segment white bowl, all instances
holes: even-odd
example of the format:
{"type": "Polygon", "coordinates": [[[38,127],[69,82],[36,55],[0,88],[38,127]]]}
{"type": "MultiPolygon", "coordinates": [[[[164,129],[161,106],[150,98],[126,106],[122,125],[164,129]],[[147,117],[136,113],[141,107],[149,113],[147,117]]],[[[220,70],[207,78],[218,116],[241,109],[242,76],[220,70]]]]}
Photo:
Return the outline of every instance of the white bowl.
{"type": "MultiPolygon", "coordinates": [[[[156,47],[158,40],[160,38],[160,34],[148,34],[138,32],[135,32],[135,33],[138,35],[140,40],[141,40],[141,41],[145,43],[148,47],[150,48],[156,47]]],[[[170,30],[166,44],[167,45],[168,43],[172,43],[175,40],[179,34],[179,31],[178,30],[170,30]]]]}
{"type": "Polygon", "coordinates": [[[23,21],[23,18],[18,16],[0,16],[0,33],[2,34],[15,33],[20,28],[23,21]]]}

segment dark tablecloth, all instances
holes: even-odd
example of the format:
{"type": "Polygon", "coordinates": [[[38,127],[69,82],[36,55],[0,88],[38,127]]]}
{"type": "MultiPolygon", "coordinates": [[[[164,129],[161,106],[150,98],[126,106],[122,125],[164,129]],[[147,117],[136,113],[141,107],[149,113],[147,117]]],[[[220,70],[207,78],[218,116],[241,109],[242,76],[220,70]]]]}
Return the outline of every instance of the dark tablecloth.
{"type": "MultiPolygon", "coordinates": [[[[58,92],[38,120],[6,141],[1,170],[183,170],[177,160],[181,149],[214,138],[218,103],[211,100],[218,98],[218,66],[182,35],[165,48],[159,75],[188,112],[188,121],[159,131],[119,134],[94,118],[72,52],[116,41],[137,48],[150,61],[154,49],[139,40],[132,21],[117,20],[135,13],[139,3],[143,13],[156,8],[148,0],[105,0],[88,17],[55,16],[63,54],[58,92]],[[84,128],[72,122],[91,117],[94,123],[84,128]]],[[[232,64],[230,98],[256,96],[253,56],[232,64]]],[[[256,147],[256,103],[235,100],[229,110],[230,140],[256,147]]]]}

· · · ·

• _Short exercise_:
Please show every line of the rows above that contains the string "MultiPolygon". Case matters.

• _The result_:
{"type": "MultiPolygon", "coordinates": [[[[164,129],[161,106],[150,98],[126,106],[122,125],[164,129]],[[147,117],[136,113],[141,107],[149,113],[147,117]]],[[[220,70],[207,78],[218,116],[241,109],[242,76],[220,70]]]]}
{"type": "MultiPolygon", "coordinates": [[[[156,47],[158,40],[160,38],[160,34],[148,34],[138,32],[135,32],[135,33],[138,35],[140,40],[141,40],[141,41],[145,43],[148,47],[150,48],[156,47]]],[[[170,30],[166,44],[167,45],[168,43],[172,43],[175,40],[179,34],[179,31],[178,30],[170,30]]]]}
{"type": "MultiPolygon", "coordinates": [[[[164,129],[161,106],[150,98],[126,106],[122,125],[164,129]],[[147,117],[136,113],[141,107],[149,113],[147,117]]],[[[220,70],[207,78],[218,116],[241,109],[242,76],[220,70]]]]}
{"type": "MultiPolygon", "coordinates": [[[[58,92],[38,120],[6,141],[1,170],[183,170],[177,160],[181,149],[214,138],[218,103],[211,100],[218,98],[218,66],[182,35],[165,48],[159,75],[188,112],[188,121],[159,131],[119,134],[94,118],[72,52],[116,41],[137,48],[150,61],[154,49],[139,40],[132,21],[117,20],[135,13],[139,3],[143,13],[156,8],[148,0],[105,0],[88,17],[55,16],[63,54],[58,92]],[[84,128],[72,122],[91,117],[94,123],[84,128]]],[[[232,64],[230,98],[256,96],[253,56],[232,64]]],[[[256,147],[256,103],[235,100],[229,110],[230,140],[256,147]]]]}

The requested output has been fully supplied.